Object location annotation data

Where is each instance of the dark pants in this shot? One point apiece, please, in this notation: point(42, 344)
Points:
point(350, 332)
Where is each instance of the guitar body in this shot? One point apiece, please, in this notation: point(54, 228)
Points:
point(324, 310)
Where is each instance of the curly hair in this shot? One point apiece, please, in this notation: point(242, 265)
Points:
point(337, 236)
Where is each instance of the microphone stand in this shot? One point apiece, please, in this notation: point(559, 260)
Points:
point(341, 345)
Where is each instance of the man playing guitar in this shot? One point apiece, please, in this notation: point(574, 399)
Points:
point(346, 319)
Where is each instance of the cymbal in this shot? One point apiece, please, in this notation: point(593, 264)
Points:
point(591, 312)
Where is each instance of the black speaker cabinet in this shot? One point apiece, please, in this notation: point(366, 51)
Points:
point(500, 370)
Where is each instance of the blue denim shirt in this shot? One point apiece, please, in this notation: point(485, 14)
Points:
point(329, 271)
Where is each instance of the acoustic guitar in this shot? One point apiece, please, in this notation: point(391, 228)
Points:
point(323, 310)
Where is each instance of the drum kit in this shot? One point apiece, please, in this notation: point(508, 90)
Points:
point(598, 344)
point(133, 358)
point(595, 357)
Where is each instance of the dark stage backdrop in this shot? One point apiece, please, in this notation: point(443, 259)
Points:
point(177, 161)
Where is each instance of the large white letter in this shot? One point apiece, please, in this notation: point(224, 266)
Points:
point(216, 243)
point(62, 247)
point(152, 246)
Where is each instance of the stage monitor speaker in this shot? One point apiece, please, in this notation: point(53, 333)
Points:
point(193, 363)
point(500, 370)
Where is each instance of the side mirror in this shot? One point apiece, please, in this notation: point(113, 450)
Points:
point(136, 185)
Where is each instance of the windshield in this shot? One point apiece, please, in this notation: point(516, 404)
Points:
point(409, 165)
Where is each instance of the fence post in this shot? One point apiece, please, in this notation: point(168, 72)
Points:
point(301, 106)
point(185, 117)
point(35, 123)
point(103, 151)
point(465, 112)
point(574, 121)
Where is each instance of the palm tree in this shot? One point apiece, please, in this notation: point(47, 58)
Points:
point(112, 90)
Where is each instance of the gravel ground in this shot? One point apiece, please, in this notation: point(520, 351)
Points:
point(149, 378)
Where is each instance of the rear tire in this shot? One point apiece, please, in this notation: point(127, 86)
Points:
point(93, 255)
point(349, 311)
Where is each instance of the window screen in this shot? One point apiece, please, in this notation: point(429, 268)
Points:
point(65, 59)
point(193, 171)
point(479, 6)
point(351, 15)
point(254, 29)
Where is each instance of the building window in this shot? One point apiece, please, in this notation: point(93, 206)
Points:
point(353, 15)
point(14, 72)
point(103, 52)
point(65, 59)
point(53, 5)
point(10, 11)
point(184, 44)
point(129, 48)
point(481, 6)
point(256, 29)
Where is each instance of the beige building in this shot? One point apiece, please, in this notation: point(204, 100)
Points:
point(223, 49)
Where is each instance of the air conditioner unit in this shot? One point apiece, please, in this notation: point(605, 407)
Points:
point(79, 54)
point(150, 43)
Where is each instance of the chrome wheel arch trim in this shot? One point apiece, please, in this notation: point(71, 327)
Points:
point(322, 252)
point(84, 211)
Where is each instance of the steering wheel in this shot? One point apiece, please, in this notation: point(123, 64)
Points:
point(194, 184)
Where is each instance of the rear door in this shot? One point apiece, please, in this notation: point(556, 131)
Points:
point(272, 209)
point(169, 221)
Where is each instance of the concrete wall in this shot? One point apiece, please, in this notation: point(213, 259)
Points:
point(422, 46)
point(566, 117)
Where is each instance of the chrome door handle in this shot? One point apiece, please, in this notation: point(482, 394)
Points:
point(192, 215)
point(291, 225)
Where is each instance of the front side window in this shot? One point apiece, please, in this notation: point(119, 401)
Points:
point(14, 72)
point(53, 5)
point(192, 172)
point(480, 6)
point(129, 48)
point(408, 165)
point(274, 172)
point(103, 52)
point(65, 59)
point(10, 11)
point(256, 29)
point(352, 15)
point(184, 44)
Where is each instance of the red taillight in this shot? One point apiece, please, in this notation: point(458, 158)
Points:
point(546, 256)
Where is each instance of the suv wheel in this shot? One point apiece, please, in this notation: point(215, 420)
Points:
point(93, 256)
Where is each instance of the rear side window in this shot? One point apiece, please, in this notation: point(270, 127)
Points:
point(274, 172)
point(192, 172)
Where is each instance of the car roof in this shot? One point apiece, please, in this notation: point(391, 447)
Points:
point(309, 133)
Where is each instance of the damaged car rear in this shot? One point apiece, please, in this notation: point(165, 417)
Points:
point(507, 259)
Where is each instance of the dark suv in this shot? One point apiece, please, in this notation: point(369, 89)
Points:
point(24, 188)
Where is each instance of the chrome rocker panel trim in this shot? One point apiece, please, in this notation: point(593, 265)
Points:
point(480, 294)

--- The exercise ---
Please rewrite all the items above as a two-column CSV with the columns text and answer, one row per item. Put each item's text and its answer in double-quoted fields, replacing any line breaks with spaces.

--- Full answer ---
text,answer
"Where is each instance of the dark pants in this shot? One point apiece, please, in this notation: point(42, 344) Points:","point(350, 332)"
"Where is each instance of the guitar body in this shot? One point apiece, please, in this notation: point(54, 228) Points:","point(324, 310)"
"Where is each instance of the curly hair in this shot? One point apiece, please, in this notation: point(242, 265) Points:","point(337, 236)"
"Where is each instance of the microphone stand in this shot? One point apiece, please, in this notation: point(559, 260) Points:","point(341, 345)"
"Where is each instance of the man playing guitar in this shot? One point apiece, please, in this notation: point(574, 399) Points:","point(346, 319)"
"Where is each instance of the cymbal in this shot? One point apiece, please, in this notation: point(593, 264) Points:","point(591, 312)"
"Where is each instance of the black speaker cabinet in this shot? One point apiece, please, in this notation: point(366, 51) Points:","point(500, 370)"
"Where is each instance of the blue denim shirt in this shot? One point apiece, please, in this notation: point(485, 14) Points:","point(329, 271)"
"Where is each instance of the acoustic guitar in this shot? One point apiece, please, in this notation: point(391, 228) Points:","point(323, 310)"
"Where is each instance of the drum kit in this shot? One point apiece, please, in this notation: point(508, 90) Points:","point(598, 344) point(133, 358) point(595, 357)"
"Where is each instance of the dark stage backdrop in this shot? One point apiece, please, in this notation: point(443, 259) Points:","point(177, 161)"
"Where is each instance of the large white letter in this shot? One point apiece, please, in this notation: point(224, 266) Points:","point(216, 243) point(62, 247) point(152, 246)"
"Where is each instance of the stage monitor speaker in this shot? One point apiece, please, in this notation: point(53, 333) Points:","point(193, 363) point(500, 370)"
"Where is each instance of the side mirror in this shot? One point apiece, please, in this notation: point(113, 450) Points:","point(136, 185)"
"Where is each instance of the windshield in this shot? One point apiece, please, in this notation: point(516, 404) Points:","point(409, 165)"
"Where is each instance of the fence post in this shot? One point apiece, please, in this notation: point(168, 72) Points:","point(301, 106) point(185, 117) point(35, 123) point(103, 151) point(465, 112) point(574, 121)"
"Where is each instance of the palm tree in this shot? One point apiece, please, in this notation: point(47, 58) Points:","point(112, 90)"
"Where is each instance of the gravel ground in this shot? One point apiece, please, in this notation: point(520, 351) Points:","point(149, 378)"
"Where is each instance of the rear tire in this shot? One point apiece, please, in this notation: point(127, 86) Points:","point(93, 255) point(349, 311)"
"Where is each instance of the window screen in this shot? One point apiece, please, in this notation: point(429, 268) Points:","point(65, 59) point(193, 171) point(479, 6) point(351, 15) point(254, 29)"
"Where is each instance of the building window in this shot? One point apiece, please, in this notation: point(93, 206) Points:","point(353, 15) point(14, 72) point(103, 52) point(65, 59) point(53, 5) point(10, 11) point(184, 44) point(129, 48) point(481, 6) point(256, 29)"
"Where is each instance of the beige building in this shot? One point apiece, please, in this notation: point(204, 100) Points:","point(223, 49)"
"Where is each instance of the air conditioner unit in this shot? One point apiece, please, in this notation: point(605, 407) Points:","point(79, 54) point(150, 43)"
"Where is each instance of the chrome wheel arch trim in this shot? One point apiece, please, in this notation: point(71, 327) Points:","point(322, 252) point(84, 211)"
"Where is each instance of the steering wheel in this shot? One point apiece, please, in this notation: point(123, 64) Points:","point(194, 184)"
"Where is each instance of the rear door in this shot? One point apiece, please, in this notation: point(556, 131) Points:","point(272, 209) point(169, 221)"
"Where is each instance of the concrete wall in this shot? One point apiece, please, in this notation: point(213, 259) Points:","point(422, 46) point(566, 117)"
"Where is each instance of the chrome door handle in this shot? One point apiece, please, in this notation: point(482, 394) Points:","point(192, 215) point(291, 225)"
"Where is each instance of the front side window in this shot? One point apiece, please, in this notation: point(119, 401) Points:","point(14, 72) point(53, 5) point(192, 172) point(480, 6) point(129, 48) point(408, 165) point(274, 172) point(103, 52) point(65, 59) point(10, 11) point(256, 29) point(352, 15) point(184, 44)"
"Where is each instance of the red taillight in this shot? One point apiece, please, in this notation: point(458, 158) Points:","point(546, 256)"
"Where is each instance of the suv wheel in this shot? One point apiece, please, in this notation: point(215, 420) Points:","point(93, 256)"
"Where is each instance of the rear side window in this shot? One point apiece, please, in this notation: point(270, 127) Points:","point(274, 172) point(192, 172)"
"Where is each instance of the car roof in this shot? One point apiece, please, in this notation: point(391, 447) Points:","point(309, 133)"
"Where is each instance of the damaged car rear in this shot? One point apiece, please, in this notation: point(165, 417) Points:","point(507, 259)"
"Where is each instance of the dark suv in this shot? One point apiece, please, in this notation: point(369, 89) Points:","point(24, 188)"
"Where is each instance of the chrome rocker panel trim in this shot? One point apiece, please, in this notation: point(593, 265) Points:","point(480, 294)"